[Selected extract]

Re: HTML5 Issue 11 (encoding detection): I18N WG response... from Henri Sivonen on 2009-08-20 (public-html@w3.org from August 2009)

From: Henri Sivonen <hsivonen@iki.fi>
Date: Thu, 20 Aug 2009 10:27:54 +0300
To: "Phillips, Addison" <addison@amazon.com>
Cc: Maciej Stachowiak <mjs@apple.com>, "public-html@w3.org" <public-html@w3.org>, "public-i18n-core@w3.org" <public-i18n-core@w3.org>
Message-Id: <7874BFF9-C7EA-4FE2-814F-A2AEDC38AE94@iki.fi>

On Aug 20, 2009, at 10:22, Phillips, Addison wrote:

>>> I think the world has changed significantly. In the past, setting
>> a
>>> default of UTF-8 in your browser produced mainly bad results. But,
>>> at least according to some measures [1], UTF-8 is rapidly
>> becoming
>>> the most reasonable default encoding on the Web.
>> [...]
>>> [1] http://googleblog.blogspot.com/2008/05/moving-to-unicode-
>> 51.html
>>
>> This shows an uptake in UTF-8, but it proves nothing without data
>> on
>> how much is labeled and how much unlabeled. Uptake in labeled UTF-8
>> is
>> awesome but doesn't affect what makes sense as the default
>> processing
>> for unlabeled data.
>
> Ah.... but this data, I'm told, is based on the encoding *after  
> detection* by Google's crawler, not on the declaration.


But does it also exclude pages that have encoding labels? Data about  
the frequency of users hitting unlabeled pages in particular encodings  
is the interesting this here.

-- 
Henri Sivonen
hsivonen@iki.fi
http://hsivonen.iki.fi/

Received on Thursday, 20 August 2009 07:28:39 UTC

[/Selected extract]
[Recorded data]

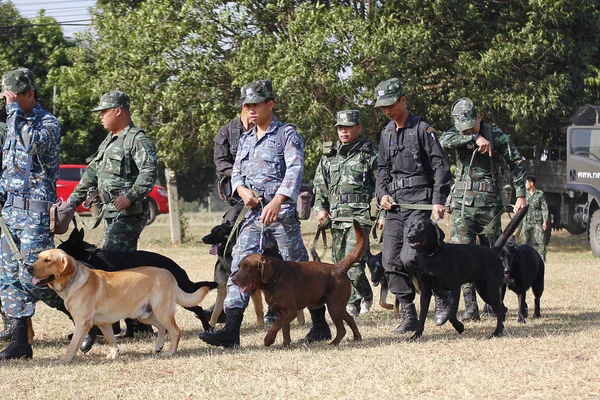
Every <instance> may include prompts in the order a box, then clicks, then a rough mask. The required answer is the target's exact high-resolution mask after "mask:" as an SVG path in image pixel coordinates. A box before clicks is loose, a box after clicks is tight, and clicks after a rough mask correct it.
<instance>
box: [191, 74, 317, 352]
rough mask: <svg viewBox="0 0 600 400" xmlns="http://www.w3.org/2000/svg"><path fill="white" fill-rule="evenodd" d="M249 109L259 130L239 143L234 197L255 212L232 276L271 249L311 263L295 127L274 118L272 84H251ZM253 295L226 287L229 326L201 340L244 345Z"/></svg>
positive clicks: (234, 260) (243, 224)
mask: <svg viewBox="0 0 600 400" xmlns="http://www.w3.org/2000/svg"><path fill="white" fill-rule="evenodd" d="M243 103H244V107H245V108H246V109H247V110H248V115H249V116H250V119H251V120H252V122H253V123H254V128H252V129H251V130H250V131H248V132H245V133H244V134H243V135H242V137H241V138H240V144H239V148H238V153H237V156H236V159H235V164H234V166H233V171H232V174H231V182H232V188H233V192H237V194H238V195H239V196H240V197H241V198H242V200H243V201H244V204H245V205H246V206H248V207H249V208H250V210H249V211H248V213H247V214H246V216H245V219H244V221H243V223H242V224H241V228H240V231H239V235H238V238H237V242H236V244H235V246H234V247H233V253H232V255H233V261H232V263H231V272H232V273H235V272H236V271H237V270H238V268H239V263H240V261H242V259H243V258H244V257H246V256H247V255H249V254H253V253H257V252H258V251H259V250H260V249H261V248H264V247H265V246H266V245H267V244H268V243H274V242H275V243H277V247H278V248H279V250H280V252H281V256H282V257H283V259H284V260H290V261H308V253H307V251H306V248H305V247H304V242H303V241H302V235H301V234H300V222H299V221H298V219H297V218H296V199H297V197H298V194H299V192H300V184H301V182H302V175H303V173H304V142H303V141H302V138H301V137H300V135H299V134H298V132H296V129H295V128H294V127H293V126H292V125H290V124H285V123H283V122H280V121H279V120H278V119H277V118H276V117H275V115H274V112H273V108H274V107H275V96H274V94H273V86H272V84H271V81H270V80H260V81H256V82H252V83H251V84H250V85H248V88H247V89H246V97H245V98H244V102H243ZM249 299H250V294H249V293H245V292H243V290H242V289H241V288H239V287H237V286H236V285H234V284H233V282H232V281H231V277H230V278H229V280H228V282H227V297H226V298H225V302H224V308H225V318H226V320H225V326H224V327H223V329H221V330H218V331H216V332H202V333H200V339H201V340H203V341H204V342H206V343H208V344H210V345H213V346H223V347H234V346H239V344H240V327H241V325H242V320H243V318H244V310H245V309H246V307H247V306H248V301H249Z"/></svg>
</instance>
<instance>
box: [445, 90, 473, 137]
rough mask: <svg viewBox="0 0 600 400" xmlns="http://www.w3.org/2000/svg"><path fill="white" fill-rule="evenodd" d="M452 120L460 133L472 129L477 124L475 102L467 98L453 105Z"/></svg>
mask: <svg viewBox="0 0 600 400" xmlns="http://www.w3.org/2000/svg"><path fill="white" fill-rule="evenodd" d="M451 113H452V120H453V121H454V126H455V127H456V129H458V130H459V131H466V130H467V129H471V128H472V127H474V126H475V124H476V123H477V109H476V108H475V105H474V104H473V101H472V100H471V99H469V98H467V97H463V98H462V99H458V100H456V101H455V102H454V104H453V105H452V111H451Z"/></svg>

[/Recorded data]
[Recorded data]

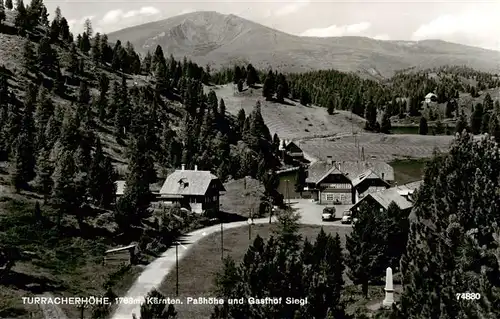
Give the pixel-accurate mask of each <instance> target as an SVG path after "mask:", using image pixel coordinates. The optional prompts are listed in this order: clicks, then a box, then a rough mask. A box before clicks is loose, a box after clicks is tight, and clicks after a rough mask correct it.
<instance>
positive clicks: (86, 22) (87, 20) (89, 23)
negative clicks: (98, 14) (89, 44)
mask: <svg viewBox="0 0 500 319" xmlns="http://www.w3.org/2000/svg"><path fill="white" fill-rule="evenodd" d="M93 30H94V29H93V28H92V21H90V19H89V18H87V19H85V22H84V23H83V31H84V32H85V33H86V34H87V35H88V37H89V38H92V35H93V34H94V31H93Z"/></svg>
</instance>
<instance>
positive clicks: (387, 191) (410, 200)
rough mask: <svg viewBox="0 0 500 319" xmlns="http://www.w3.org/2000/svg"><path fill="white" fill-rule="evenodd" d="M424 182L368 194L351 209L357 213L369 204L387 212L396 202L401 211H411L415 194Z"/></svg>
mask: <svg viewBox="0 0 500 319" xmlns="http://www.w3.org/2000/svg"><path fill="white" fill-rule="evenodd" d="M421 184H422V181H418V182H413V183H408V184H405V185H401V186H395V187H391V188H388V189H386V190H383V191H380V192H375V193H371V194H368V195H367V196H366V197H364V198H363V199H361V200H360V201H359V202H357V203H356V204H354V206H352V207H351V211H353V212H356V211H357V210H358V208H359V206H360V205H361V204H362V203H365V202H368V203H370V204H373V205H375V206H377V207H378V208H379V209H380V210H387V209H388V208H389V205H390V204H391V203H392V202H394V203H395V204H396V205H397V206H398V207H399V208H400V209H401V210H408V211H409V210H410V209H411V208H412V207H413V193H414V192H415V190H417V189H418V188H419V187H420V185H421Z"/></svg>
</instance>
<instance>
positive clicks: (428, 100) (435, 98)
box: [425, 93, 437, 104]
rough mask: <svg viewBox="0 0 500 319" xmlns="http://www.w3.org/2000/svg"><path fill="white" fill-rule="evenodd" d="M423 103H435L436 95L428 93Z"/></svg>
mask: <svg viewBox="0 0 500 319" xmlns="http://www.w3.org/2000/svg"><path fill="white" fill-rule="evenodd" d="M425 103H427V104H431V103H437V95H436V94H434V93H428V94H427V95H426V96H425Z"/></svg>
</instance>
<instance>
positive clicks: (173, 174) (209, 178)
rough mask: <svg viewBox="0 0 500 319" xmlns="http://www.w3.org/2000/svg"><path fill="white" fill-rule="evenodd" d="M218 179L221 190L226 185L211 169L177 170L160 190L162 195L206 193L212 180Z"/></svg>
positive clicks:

[/Recorded data]

> Work request 1:
List every email address that appears in the From, To, and Cc header lines of the mailing-list message on HTML5 encoding detection.
> Work request 2:
From the first block of rows, reproduce verbatim the lines between the one containing "Every <instance> may" and the one containing "positive clicks: (234, 260) (243, 224)", inclusive.

> Final answer 1:
hsivonen@iki.fi
addison@amazon.com
mjs@apple.com
public-html@w3.org
public-i18n-core@w3.org

> Final answer 2:
Every <instance> may include prompts in the order a box, then clicks, then a rough mask. The required answer is the target's exact high-resolution mask after "mask:" as an SVG path in image pixel coordinates. A box before clicks is loose, a box after clicks is tight, and clicks after a rough mask correct it.
<instance>
box: [191, 74, 317, 352]
rough mask: <svg viewBox="0 0 600 400" xmlns="http://www.w3.org/2000/svg"><path fill="white" fill-rule="evenodd" d="M249 109L259 130L239 143L234 197L255 212L232 276L271 249L311 263L295 127L274 118L272 84H251ZM253 295L226 287L229 326L201 340L244 345Z"/></svg>
positive clicks: (234, 260) (243, 224)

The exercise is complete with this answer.